> _WHAT THIS TASK INVOLVES_
Output the listing below, all of it, exactly as given.

> _DATA FOR ANALYSIS_

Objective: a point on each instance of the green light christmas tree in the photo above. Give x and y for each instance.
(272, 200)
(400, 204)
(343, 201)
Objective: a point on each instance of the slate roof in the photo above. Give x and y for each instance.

> _WORKED SOLUTION_
Objective: a point on each instance of the green light christmas tree in the photo above. Give x and y for each instance.
(272, 200)
(400, 204)
(343, 201)
Objective: a point on each instance of the slate roof in the photo above. Give x and y for each instance.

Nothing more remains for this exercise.